EXTRACT TO READ:
────

Is there some way to not use guess and check?

• Module 4 Day 6 Challenge Part 2 Mini-question

Is there some way to not use guess and check? Although it is a pretty good strategy, I find it quite unstable.

• @The-Blade-Dancer Hi again! This is a good question! Even though guess-and-check sometimes works and can even be the quickest approach sometimes, there's something a bit unsatisfying about it. How do we really know that we'll get anywhere? What if we end up guessing forever? $${\tiny \text{(The horror...) }}$$

Well, in this case, we can use a bit of algebra along with the fact that $$a$$ and $$b$$ are integers in order to figure out that $$a = 7$$ and $$b= 5.$$

Let's first start with the problem statement.

$$\sqrt{a} + \sqrt{b} = \sqrt[3]{22 \sqrt{7} + 26\sqrt{5}}$$

Cube both sides of the equation.

\begin{aligned} \left( \sqrt{a} + \sqrt{b} \right)^3 &= \left( \sqrt[3]{22 \sqrt{7} + 26\sqrt{5}} \right)^3 \\ a\sqrt{a} + 3a\sqrt{b} + 3b\sqrt{a} + b\sqrt{b} &= 22\sqrt{7} + 26\sqrt{5} \\ \left( 3b + a \right) \sqrt{a} + \left( 3a + b \right) \sqrt{b} &= 22\sqrt{7} + 26\sqrt{5} \\ \end{aligned}

That looks better..... right? (You don't agree it looks better?)

────

SUPPLIED DATA:
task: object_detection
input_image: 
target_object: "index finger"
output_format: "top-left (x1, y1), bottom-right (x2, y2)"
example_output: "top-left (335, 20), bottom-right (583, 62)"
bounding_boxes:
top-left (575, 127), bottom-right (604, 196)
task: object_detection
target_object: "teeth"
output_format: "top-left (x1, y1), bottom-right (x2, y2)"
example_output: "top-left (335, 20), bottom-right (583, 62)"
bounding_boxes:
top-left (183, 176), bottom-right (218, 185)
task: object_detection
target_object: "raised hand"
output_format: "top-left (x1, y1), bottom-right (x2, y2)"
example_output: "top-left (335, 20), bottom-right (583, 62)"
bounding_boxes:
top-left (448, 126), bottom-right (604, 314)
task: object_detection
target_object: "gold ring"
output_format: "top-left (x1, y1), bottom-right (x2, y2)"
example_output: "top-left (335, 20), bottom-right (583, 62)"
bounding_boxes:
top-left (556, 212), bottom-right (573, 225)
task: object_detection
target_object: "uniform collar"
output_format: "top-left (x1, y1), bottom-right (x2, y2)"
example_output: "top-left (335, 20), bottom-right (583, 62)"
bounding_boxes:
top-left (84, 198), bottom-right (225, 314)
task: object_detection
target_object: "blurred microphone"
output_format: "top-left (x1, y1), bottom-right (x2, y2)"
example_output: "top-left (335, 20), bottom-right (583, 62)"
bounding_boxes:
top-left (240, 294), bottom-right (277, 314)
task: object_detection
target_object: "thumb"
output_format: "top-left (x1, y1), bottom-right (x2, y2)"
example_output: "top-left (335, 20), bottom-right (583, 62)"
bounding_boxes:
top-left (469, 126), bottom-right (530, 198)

────

SET TASK 1:
Print the part of the forum thread about avoiding guess and check from "Well, in this" to "the problem statement.".
SET TASK 2:
Carry on the forum thread about avoiding guess and check from where it stops.

RESULT 1:
Well, in this case, we can use a bit of algebra along with the fact that $$a$$ and $$b$$ are integers in order to figure out that $$a = 7$$ and $$b= 5.$$

Let's first start with the problem statement.

RESULT 2:
Now let's use the fact that $$a$$ and $$b$$ are integers. We know the right hand side has some radicals, the $$\sqrt{7}$$ and the $$\sqrt{5}$$ terms. Where could they have come from, though? Could either radical have come from the $$\left( 3b + a\right)$$ or the $$\left( 3a + b \right)$$? No, because $$a$$ and $$b$$ are both integers, so $$\left( 3b + a\right)$$ and $$\left( 3a + b \right)$$ are also both integers. Well, it looks like there's no doubt about where the $$\sqrt{5}$$ and the $$\sqrt{7}$$ came from.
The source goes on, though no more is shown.